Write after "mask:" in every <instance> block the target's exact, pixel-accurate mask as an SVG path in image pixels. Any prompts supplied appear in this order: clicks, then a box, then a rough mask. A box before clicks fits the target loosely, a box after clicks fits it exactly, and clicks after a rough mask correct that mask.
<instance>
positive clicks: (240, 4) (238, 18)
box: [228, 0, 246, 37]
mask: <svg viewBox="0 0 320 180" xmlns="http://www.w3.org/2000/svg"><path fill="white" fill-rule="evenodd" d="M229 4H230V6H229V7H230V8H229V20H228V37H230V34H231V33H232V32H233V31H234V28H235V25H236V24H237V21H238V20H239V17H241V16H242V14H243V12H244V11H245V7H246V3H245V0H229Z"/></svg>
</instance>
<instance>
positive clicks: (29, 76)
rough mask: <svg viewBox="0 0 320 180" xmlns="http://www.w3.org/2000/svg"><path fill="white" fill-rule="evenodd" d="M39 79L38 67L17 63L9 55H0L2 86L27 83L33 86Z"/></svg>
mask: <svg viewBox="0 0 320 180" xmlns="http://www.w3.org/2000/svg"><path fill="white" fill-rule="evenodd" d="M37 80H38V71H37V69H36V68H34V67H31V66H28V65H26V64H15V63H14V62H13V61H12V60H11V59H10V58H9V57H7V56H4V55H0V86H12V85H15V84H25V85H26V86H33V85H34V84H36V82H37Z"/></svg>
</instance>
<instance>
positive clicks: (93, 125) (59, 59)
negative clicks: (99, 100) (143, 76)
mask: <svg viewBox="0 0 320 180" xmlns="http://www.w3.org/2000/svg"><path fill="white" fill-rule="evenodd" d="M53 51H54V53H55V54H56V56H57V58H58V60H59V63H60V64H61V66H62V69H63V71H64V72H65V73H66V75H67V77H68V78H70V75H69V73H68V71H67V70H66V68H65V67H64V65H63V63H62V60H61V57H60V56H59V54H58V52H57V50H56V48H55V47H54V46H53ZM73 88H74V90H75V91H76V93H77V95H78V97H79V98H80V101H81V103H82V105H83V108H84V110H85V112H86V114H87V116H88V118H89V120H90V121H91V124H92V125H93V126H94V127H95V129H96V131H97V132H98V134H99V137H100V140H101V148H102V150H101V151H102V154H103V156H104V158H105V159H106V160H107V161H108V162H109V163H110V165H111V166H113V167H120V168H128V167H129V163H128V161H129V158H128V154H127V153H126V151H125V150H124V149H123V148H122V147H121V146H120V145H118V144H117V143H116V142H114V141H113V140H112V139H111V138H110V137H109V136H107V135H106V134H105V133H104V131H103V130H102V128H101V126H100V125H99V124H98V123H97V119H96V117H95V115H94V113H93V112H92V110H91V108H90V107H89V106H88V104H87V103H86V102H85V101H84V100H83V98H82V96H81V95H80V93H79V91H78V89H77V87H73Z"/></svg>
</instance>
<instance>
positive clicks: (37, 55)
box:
++++++++++
**What to work on:** Every line of the listing must be transcribed exactly.

**Expected answer:**
Write after "mask:" in every <instance> block the target's exact, pixel-accurate mask as an SVG path in image pixels. Any prompts supplied appear in this order: clicks, then a box, then a rough mask. A box before clicks fits the target loosely, a box after clicks fits it exactly, and clicks after a rough mask correct that mask.
<instance>
positive clicks: (240, 4) (238, 18)
box: [228, 0, 246, 37]
mask: <svg viewBox="0 0 320 180" xmlns="http://www.w3.org/2000/svg"><path fill="white" fill-rule="evenodd" d="M229 4H230V6H229V7H230V8H229V20H228V37H230V34H231V33H232V32H233V31H234V28H235V25H236V24H237V21H238V20H239V17H241V16H242V14H243V12H244V11H245V7H246V3H245V0H229Z"/></svg>
</instance>
<instance>
positive clicks: (29, 76)
rough mask: <svg viewBox="0 0 320 180" xmlns="http://www.w3.org/2000/svg"><path fill="white" fill-rule="evenodd" d="M39 79L38 67L17 63L9 55H0L2 86L27 83L33 86Z"/></svg>
mask: <svg viewBox="0 0 320 180" xmlns="http://www.w3.org/2000/svg"><path fill="white" fill-rule="evenodd" d="M37 80H38V71H37V69H36V68H34V67H31V66H28V65H26V64H15V63H14V62H13V61H12V60H11V59H10V58H9V57H7V56H4V55H0V86H12V85H15V84H25V85H26V86H33V85H34V84H36V82H37Z"/></svg>
</instance>
<instance>
positive clicks: (93, 125) (59, 59)
negative clicks: (99, 100) (143, 76)
mask: <svg viewBox="0 0 320 180" xmlns="http://www.w3.org/2000/svg"><path fill="white" fill-rule="evenodd" d="M53 51H54V53H55V54H56V56H57V58H58V60H59V63H60V64H61V66H62V69H63V71H64V72H65V73H66V75H67V77H68V78H70V75H69V73H68V71H67V70H66V68H65V67H64V65H63V63H62V60H61V57H60V56H59V54H58V52H57V50H56V48H55V47H54V46H53ZM73 88H74V90H75V91H76V93H77V95H78V97H79V98H80V101H81V103H82V105H83V108H84V110H85V112H86V114H87V116H88V118H89V120H90V121H91V124H92V125H93V126H94V127H95V129H96V131H97V132H98V134H99V137H100V140H101V148H102V150H101V151H102V154H103V156H104V158H105V159H106V160H107V161H108V162H109V163H110V165H111V166H113V167H120V168H128V167H129V163H128V161H129V158H128V154H127V153H126V151H125V150H124V149H123V148H122V147H121V146H120V145H118V144H117V143H116V142H114V141H113V140H112V139H111V138H110V137H109V136H107V135H106V134H105V133H104V131H103V130H102V128H101V126H100V125H99V124H98V123H97V119H96V117H95V115H94V113H93V112H92V110H91V108H90V107H89V106H88V104H87V103H86V102H85V101H84V100H83V98H82V96H81V95H80V93H79V91H78V89H77V87H73Z"/></svg>
</instance>
<instance>
positive clicks: (37, 55)
box:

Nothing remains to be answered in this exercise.